▸ **Document section**:
Segment Open

Objective: To investigate the anti-senescence effect of 3-bromo-4,5- dihydroxybenzaldehyde (BDB) from Polysiphonia morrowii Harvey in human dermal fibroblasts (HDF).
Methods: HDF were subjected to treatment of BDB and then treated with hydrogen peroxide (H2O2) to induce premature senescence. Senescence-associated β-galactosidase (SA-β-gal) activity in HDF was determined using the SA-β-gal staining method. Intracellular reactive oxygen species (ROS) production was measured using the 2’,7’-dichlorodihydrofluorescein diacetate assay. Western blotting assay was performed to assess the level of antioxidant enzyme glutathione peroxidase 1 (GPX1). In addition, intracellular collagen and collagenase contents were analyzed using the respective ELISA kits. Elastase activity in HDF supernatants was measured from p-nitroaniline release and normalized using total protein content.
Results: Treatment of HDF with H2O2 increased the activity of SAP-gal, but BDB pre-treatment resulted in the reduction of SA-β- gal activity. Moreover, BDB significantly reduced H2O2-induced intracellular ROS production. BDB also markedly increased the level of GPX1, which was inhibited by 400 µM of H2O2. Furthermore, in in vitro study, BDB significantly increased intracellular collagen content and decreased matrix metalloproteinase-1 and elastase activities in HDF.
Conclusions: Our results demonstrate that BDB shows anti- senescence and anti-wrinkle activities in vitro.

Keywords: Polysiphonia morrowii Harvey; 3-bromo-4,5- dihydroxybenzaldehyde; Oxidative stress; Human dermal fibroblast; Anti-senescence activity; Anti-wrinkle activity


How to cite this article:
Cho SH, Ko EY, Heo SJ, Kim SY, Ahn J, Kim KN. Anti-senescence and anti-wrinkle activities of 3—bromo—4,5—dihydroxybenzaldehyde from Polysiphonia morrowii Harvey in human dermal fibroblasts. Asian Pac J Trop Biomed 2021;11:74-80

How to cite this URL:
Cho SH, Ko EY, Heo SJ, Kim SY, Ahn J, Kim KN. Anti-senescence and anti-wrinkle activities of 3—bromo—4,5—dihydroxybenzaldehyde from Polysiphonia morrowii Harvey in human dermal fibroblasts. Asian Pac J Trop Biomed [serial online] 2021 [cited 2021 Jan 18];11:74-80. Available from: https://www.apjtb.org/text.asp?2021/11/2/74/303606

Su-Hyeon Cho and Eun-Yi Ko. Both authors contributed equally to this work.

Segment Closed

▸ **Task requirements**:
1. Answer these questions using the BDB abstract.
(a) Which method was used to determine SA-β-gal activity in HDF?
(b) What concentration of H2O2 inhibited the level of GPX1?
(c) Which two authors contributed equally to the work?
2. From the BDB abstract, extract the passage between "Results: Treatment of" and "activities in HDF.", inclusive.
3. Extend the BDB abstract from the point where it stops.

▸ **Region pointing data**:
Segment Open

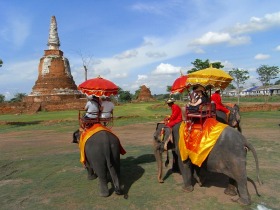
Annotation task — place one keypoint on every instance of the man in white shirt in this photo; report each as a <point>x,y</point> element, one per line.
<point>92,107</point>
<point>107,107</point>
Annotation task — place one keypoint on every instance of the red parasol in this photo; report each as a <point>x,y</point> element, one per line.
<point>179,84</point>
<point>99,87</point>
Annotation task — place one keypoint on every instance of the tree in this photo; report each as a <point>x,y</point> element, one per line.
<point>2,98</point>
<point>231,86</point>
<point>18,97</point>
<point>266,74</point>
<point>137,92</point>
<point>239,77</point>
<point>168,88</point>
<point>199,65</point>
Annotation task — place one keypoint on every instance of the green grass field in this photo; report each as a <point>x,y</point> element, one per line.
<point>40,170</point>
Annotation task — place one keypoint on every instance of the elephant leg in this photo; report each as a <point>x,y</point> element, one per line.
<point>175,165</point>
<point>91,174</point>
<point>240,176</point>
<point>230,190</point>
<point>244,197</point>
<point>114,168</point>
<point>115,179</point>
<point>101,170</point>
<point>186,172</point>
<point>158,156</point>
<point>103,187</point>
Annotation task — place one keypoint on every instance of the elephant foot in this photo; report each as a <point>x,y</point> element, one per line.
<point>230,190</point>
<point>175,170</point>
<point>92,176</point>
<point>242,201</point>
<point>200,180</point>
<point>104,194</point>
<point>188,189</point>
<point>118,191</point>
<point>160,181</point>
<point>104,191</point>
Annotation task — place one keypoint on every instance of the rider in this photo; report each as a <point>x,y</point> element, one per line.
<point>216,98</point>
<point>201,98</point>
<point>176,115</point>
<point>92,107</point>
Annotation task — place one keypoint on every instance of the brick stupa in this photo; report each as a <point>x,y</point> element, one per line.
<point>55,82</point>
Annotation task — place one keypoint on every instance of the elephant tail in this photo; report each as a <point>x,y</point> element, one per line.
<point>252,149</point>
<point>253,183</point>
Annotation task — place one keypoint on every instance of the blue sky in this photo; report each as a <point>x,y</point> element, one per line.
<point>134,43</point>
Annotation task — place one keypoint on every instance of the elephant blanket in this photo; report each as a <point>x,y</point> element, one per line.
<point>86,134</point>
<point>195,143</point>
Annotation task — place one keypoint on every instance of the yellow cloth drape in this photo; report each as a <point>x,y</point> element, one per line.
<point>196,144</point>
<point>85,136</point>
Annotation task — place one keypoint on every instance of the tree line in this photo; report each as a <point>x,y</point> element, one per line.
<point>240,76</point>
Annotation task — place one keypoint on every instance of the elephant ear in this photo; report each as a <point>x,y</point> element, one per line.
<point>234,116</point>
<point>76,137</point>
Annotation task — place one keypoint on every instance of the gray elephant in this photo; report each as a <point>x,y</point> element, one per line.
<point>234,117</point>
<point>228,156</point>
<point>102,153</point>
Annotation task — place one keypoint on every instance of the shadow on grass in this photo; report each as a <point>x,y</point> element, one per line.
<point>131,170</point>
<point>23,123</point>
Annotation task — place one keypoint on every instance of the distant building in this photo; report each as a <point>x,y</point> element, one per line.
<point>254,91</point>
<point>55,82</point>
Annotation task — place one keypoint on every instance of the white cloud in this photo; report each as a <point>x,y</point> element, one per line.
<point>142,77</point>
<point>127,54</point>
<point>257,24</point>
<point>240,40</point>
<point>261,56</point>
<point>156,54</point>
<point>277,48</point>
<point>165,69</point>
<point>212,38</point>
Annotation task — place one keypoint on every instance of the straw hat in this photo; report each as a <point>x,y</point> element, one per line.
<point>170,100</point>
<point>217,89</point>
<point>200,88</point>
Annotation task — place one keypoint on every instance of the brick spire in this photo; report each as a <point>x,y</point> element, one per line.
<point>53,41</point>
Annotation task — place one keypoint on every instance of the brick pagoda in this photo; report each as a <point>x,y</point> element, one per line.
<point>55,82</point>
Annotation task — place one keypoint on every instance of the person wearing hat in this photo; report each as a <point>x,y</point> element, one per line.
<point>176,115</point>
<point>92,107</point>
<point>216,98</point>
<point>201,98</point>
<point>107,107</point>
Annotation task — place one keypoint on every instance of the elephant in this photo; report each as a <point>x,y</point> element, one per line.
<point>102,152</point>
<point>234,117</point>
<point>228,157</point>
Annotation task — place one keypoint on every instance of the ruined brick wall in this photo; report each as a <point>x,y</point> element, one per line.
<point>54,75</point>
<point>145,94</point>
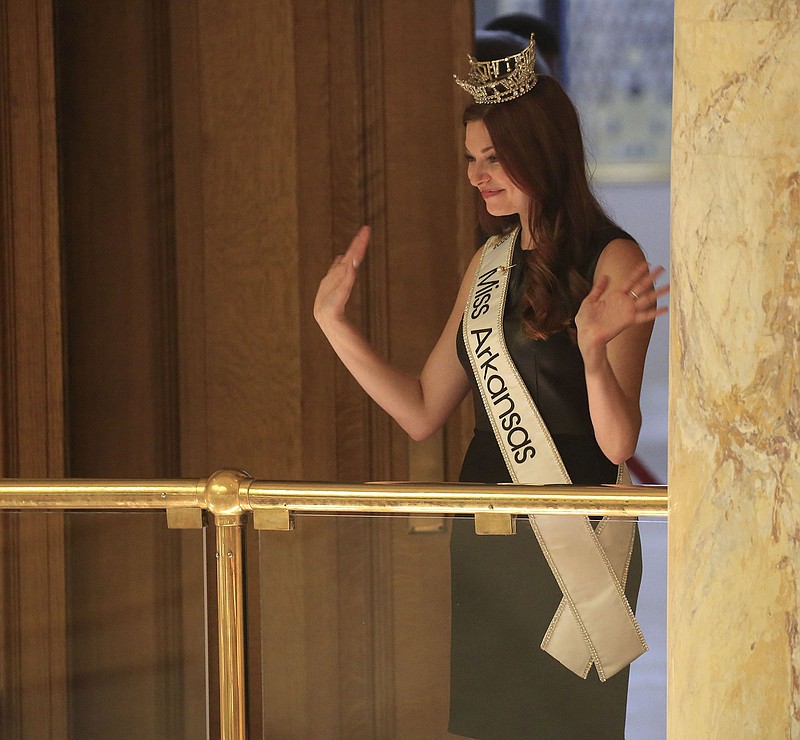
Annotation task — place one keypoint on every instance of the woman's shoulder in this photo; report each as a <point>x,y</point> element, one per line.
<point>611,243</point>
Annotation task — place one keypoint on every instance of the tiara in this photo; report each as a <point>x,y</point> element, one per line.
<point>500,80</point>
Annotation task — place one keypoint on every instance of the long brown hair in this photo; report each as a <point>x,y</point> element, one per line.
<point>537,139</point>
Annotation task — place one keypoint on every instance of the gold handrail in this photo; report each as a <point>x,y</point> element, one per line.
<point>228,495</point>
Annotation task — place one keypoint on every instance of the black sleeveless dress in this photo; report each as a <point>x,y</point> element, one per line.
<point>503,686</point>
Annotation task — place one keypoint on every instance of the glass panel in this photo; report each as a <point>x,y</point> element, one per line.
<point>104,622</point>
<point>360,619</point>
<point>136,626</point>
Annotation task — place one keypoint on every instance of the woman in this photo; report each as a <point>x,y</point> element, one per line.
<point>576,308</point>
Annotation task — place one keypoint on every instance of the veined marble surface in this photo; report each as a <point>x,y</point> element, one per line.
<point>734,471</point>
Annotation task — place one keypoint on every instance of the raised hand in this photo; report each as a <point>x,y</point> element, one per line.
<point>606,313</point>
<point>337,285</point>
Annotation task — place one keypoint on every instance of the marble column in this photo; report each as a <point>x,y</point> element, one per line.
<point>734,472</point>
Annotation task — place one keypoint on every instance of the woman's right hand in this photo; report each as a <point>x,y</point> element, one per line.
<point>337,285</point>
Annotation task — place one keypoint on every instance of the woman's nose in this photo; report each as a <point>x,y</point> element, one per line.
<point>477,175</point>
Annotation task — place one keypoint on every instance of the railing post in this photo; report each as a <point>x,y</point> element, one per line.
<point>224,502</point>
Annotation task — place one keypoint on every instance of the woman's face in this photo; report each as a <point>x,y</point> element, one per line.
<point>485,172</point>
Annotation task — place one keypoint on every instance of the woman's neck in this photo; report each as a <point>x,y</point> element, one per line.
<point>526,238</point>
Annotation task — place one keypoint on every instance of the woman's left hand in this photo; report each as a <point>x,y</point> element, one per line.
<point>605,313</point>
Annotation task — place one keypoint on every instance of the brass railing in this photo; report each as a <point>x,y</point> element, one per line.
<point>229,495</point>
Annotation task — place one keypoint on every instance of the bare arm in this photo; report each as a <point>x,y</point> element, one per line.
<point>614,326</point>
<point>421,405</point>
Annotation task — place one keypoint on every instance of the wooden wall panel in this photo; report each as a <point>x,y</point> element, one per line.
<point>130,580</point>
<point>32,620</point>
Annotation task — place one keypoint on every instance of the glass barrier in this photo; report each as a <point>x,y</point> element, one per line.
<point>125,618</point>
<point>363,619</point>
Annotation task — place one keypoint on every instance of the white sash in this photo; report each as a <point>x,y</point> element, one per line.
<point>594,623</point>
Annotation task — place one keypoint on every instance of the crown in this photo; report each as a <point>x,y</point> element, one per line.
<point>500,80</point>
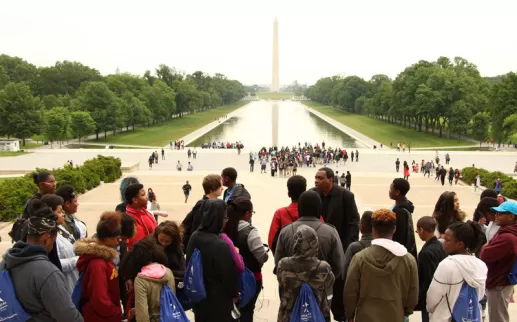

Segment Closed

▸ **Results for each task**:
1.
(a) The SA-β-gal staining method
(b) 400 µM
(c) Su-Hyeon Cho and Eun-Yi Ko

2.
Results: Treatment of HDF with H2O2 increased the activity of SAP-gal, but BDB pre-treatment resulted in the reduction of SA-β- gal activity. Moreover, BDB significantly reduced H2O2-induced intracellular ROS production. BDB also markedly increased the level of GPX1, which was inhibited by 400 µM of H2O2. Furthermore, in in vitro study, BDB significantly increased intracellular collagen content and decreased matrix metalloproteinase-1 and elastase activities in HDF.

3.
  1. Introduction Top


Recent changes in the standard of living and the development of medical technology have been accompanied by an aging population as the lifespan has been extended. Due to the entry of an aging society, there is a growing interest in improving the quality of life and health, and not simply extending life expectancy. Accordingly, anti-aging markets are rapidly increasing, and anti-aging research is progressing actively[1],[2]. Aging refers to a process that increases the risk of death due to changes in the body that occur through the passage of time. When aging occurs, there is a reduction of the adaptive capability to cope with stress, with adverse effects on physiological functions and increased susceptibility to diseases[3],[4],[5],[6]. The theory of aging is divided into two categories. The first of them is intrinsic aging; the theory of genetic etiology that proposes that there is information preserved in the genes determining the lifespan, and that aging progresses according to such information. On the other hand, extrinsic aging is the theory of environmental etiology, which proposes that aging progresses due to the influence of various environmental and aging aggressors. In particular, the reactive oxygen species (ROS) produced by UV and respiration are considered to be the most important factor of aging[7],[8]. Among ROS, hydrogen peroxide (H2O2) is widely used in aging research because it is known to cause the senescence of cells[9],[10],[11].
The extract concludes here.